§ **SOURCE EXTRACT**
######

Scientists Design ‘Hunt and Kill’ Drone In Just a Few Hours

An engineer has shown that it is feasible to convert a regular drone into an AI assassin drone quickly.

Engineer and entrepreneur Luis Wenus and his colleague Robert Lukoszko created a drone that can automatically seek out specific human targets. The scientist claims that, using face recognition, a tiny drone can now track down particular people.

Within hours, the pair quickly turned a commercial drone into an AI killer machine, prompting experts to issue a warning in March.

Wenus, an entrepreneur and engineer, tweeted about his and his partner Lukoszko’s first drone development, which they had created just out of curiosity. Developing a drone that follows you like a video game seemed fun and exciting. Drones may be programmed to approach specific individuals using an AI object detection algorithm.

They immediately realized that the drone might be configured to transport explosives. This leads to the possibility of using the drone, arming it, and zeroing in on a particular person or group.

Constructing this in only a few hours has opened their eyes to how terrifying it is. After attaching a modest quantity of explosives, it would be easy to release hundreds of them to fly about, tracking down a person’s enemy list to kill them.

######

§ **PROVIDED MATERIAL**
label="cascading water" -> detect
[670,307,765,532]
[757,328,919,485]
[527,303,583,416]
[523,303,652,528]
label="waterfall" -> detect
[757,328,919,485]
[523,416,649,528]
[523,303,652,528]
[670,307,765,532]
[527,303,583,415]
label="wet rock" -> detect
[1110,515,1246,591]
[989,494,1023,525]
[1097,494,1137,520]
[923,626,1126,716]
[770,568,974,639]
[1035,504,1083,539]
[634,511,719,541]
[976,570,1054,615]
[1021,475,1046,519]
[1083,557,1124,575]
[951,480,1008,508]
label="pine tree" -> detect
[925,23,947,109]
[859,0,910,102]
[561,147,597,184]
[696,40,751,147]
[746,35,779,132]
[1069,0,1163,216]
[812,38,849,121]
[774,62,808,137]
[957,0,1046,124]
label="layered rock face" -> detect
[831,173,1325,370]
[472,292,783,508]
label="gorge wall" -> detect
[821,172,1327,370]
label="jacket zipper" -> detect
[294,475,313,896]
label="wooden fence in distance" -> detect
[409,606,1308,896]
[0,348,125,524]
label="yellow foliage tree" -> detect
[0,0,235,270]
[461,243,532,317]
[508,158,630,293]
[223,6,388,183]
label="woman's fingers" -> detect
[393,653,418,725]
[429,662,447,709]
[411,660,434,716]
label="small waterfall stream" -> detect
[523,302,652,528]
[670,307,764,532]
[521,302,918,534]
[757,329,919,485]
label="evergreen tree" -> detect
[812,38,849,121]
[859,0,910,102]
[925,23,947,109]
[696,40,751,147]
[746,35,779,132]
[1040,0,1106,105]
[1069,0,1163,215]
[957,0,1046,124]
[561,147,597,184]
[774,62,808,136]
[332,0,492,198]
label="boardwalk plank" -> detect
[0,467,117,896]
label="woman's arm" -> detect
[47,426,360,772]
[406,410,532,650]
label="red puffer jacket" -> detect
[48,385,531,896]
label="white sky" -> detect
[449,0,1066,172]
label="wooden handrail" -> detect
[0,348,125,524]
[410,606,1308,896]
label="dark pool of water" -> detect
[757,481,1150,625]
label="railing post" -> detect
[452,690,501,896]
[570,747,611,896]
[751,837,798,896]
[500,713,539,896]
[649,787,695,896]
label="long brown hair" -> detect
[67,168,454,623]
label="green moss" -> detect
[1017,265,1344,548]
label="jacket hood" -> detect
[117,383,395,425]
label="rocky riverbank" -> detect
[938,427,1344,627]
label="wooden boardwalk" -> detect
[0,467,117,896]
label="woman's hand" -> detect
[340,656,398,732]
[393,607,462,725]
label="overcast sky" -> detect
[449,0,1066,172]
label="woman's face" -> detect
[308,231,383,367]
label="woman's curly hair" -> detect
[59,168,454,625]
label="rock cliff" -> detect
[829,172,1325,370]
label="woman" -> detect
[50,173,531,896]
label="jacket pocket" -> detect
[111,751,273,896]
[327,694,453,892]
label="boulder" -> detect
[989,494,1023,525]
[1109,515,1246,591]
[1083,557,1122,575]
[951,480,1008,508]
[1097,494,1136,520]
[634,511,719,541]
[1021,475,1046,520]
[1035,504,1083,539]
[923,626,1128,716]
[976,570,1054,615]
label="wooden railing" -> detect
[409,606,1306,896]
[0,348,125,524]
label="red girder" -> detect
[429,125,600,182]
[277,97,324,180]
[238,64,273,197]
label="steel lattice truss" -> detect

######

§ **PROBLEMS AND TASKS**
**A.** Repeat, word for word, everything in the drone article from "Engineer and entrepreneur" down to "person or group.".
**B.** Answer these questions from the drone article:
(i) Who worked with Luis Wenus on building the drone?
(ii) What technology does the scientist say lets a tiny drone track down particular people?
(iii) In which month did experts issue a warning?
The records were drawn from a separate source.

§ **TASK-BY-TASK OUTPUTS**
**A.**
Engineer and entrepreneur Luis Wenus and his colleague Robert Lukoszko created a drone that can automatically seek out specific human targets. The scientist claims that, using face recognition, a tiny drone can now track down particular people.

Within hours, the pair quickly turned a commercial drone into an AI killer machine, prompting experts to issue a warning in March.

Wenus, an entrepreneur and engineer, tweeted about his and his partner Lukoszko’s first drone development, which they had created just out of curiosity. Developing a drone that follows you like a video game seemed fun and exciting. Drones may be programmed to approach specific individuals using an AI object detection algorithm.

They immediately realized that the drone might be configured to transport explosives. This leads to the possibility of using the drone, arming it, and zeroing in on a particular person or group.

**B.**
(i) Robert Lukoszko
(ii) Face recognition
(iii) March